• Work item:
Task for the records below: repeat the line containing "In the picture above, where can the snow slope" and every line after it, exactly and with nothing else, but leave out the pictures.
▼
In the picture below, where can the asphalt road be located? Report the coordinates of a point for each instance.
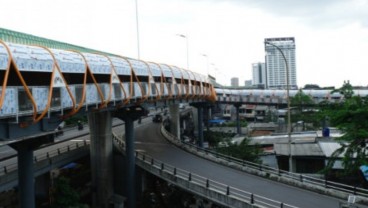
(149, 139)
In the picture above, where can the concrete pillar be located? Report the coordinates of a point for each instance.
(100, 125)
(195, 120)
(42, 186)
(26, 182)
(207, 110)
(175, 120)
(200, 126)
(129, 148)
(238, 128)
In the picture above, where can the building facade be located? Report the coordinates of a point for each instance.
(259, 74)
(235, 82)
(276, 71)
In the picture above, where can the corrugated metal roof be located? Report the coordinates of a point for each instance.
(330, 147)
(307, 149)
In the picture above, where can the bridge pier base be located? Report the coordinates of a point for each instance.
(129, 115)
(175, 120)
(200, 107)
(238, 127)
(101, 153)
(26, 180)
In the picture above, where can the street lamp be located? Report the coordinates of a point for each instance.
(288, 104)
(205, 55)
(186, 38)
(137, 25)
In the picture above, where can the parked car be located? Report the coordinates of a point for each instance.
(157, 118)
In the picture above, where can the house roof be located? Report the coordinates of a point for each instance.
(301, 149)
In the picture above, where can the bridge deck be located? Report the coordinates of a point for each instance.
(150, 140)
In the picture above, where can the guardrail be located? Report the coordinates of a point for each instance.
(269, 172)
(5, 169)
(218, 192)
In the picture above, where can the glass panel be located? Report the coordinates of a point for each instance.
(25, 103)
(78, 93)
(117, 91)
(56, 98)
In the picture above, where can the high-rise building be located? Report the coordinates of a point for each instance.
(275, 63)
(235, 82)
(259, 74)
(248, 83)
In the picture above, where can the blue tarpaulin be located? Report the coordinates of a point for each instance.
(364, 169)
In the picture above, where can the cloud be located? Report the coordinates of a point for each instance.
(314, 13)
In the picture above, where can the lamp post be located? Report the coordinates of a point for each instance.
(288, 104)
(205, 55)
(137, 25)
(186, 38)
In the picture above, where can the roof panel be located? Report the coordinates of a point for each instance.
(166, 71)
(121, 65)
(140, 68)
(31, 58)
(191, 75)
(98, 64)
(4, 58)
(177, 72)
(69, 62)
(155, 69)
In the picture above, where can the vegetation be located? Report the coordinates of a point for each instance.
(214, 138)
(243, 151)
(64, 195)
(233, 124)
(304, 110)
(350, 117)
(221, 141)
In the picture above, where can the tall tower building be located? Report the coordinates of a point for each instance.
(259, 74)
(275, 63)
(235, 82)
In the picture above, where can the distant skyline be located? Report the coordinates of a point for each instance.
(331, 36)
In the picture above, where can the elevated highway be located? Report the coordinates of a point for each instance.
(43, 82)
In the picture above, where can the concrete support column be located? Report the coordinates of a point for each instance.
(208, 114)
(129, 148)
(195, 120)
(26, 182)
(101, 153)
(200, 126)
(238, 128)
(175, 120)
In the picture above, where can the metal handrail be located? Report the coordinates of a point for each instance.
(45, 156)
(203, 182)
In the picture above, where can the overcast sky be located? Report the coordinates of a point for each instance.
(331, 35)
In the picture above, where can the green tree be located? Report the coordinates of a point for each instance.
(304, 109)
(243, 151)
(350, 117)
(65, 195)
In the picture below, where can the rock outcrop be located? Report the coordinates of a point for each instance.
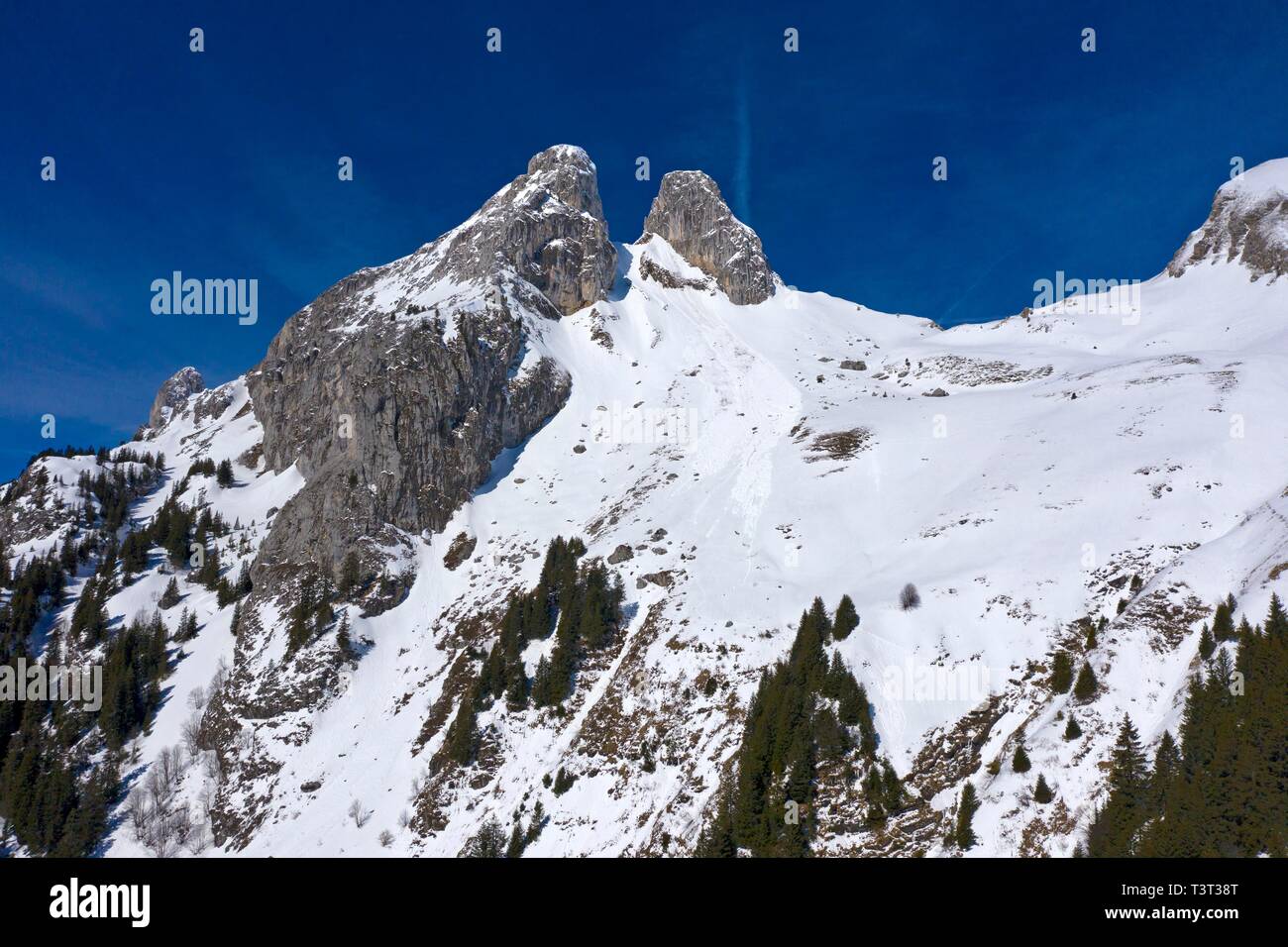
(1248, 223)
(691, 215)
(397, 386)
(176, 389)
(546, 227)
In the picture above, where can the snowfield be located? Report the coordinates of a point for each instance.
(1019, 474)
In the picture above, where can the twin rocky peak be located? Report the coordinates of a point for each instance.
(548, 226)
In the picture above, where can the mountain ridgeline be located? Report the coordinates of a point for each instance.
(330, 616)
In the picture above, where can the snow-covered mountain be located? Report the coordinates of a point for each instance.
(732, 449)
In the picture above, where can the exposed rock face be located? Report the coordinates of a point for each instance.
(694, 218)
(1248, 223)
(180, 386)
(391, 416)
(548, 227)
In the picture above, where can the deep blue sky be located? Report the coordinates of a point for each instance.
(223, 163)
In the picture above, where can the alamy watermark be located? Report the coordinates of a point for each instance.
(189, 296)
(923, 684)
(1090, 296)
(644, 425)
(38, 682)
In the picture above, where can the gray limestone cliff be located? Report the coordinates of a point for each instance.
(175, 390)
(397, 386)
(1248, 223)
(694, 218)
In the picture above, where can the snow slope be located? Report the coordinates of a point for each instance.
(1018, 472)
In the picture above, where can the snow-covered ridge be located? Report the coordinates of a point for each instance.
(748, 458)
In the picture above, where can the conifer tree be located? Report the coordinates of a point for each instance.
(846, 618)
(1042, 792)
(965, 834)
(462, 740)
(1207, 644)
(1020, 761)
(1061, 673)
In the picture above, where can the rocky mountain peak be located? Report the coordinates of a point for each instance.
(1248, 223)
(691, 214)
(176, 389)
(546, 227)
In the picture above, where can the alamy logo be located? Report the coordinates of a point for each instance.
(38, 682)
(73, 900)
(191, 296)
(1091, 296)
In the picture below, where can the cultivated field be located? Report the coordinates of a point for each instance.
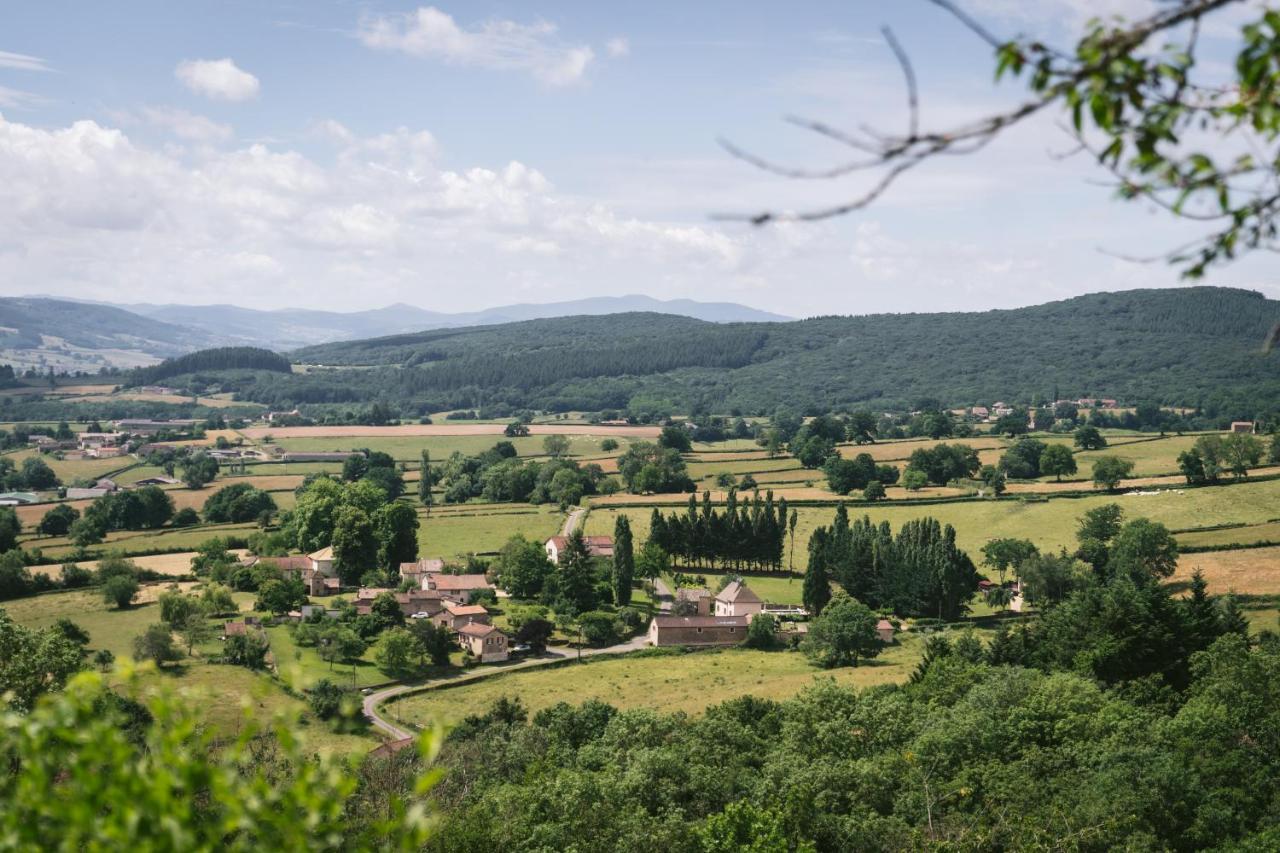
▲
• Task output:
In the picture above, where can the snow slope be located? Report the coordinates of a point for each instance.
(1018, 472)
In the picture above, where can the snow-covered ridge be located? Report the coordinates of a point for each instance.
(748, 458)
In the picture above, where can the conifer tree be located? Report the coordinates of a point for each instance.
(846, 618)
(1042, 792)
(965, 834)
(462, 740)
(1207, 644)
(1020, 761)
(1061, 673)
In the picture above, where can the rocky mountain peak be located? Report the coordinates of a point for each instance.
(1248, 223)
(691, 214)
(176, 389)
(546, 227)
In the picture above, where can the alamy logo be located? Report the coordinates of a point for each instance.
(38, 682)
(73, 900)
(191, 296)
(1091, 296)
In the picture below, where can the cultivated field be located? Report the coordinates of a point for each instance.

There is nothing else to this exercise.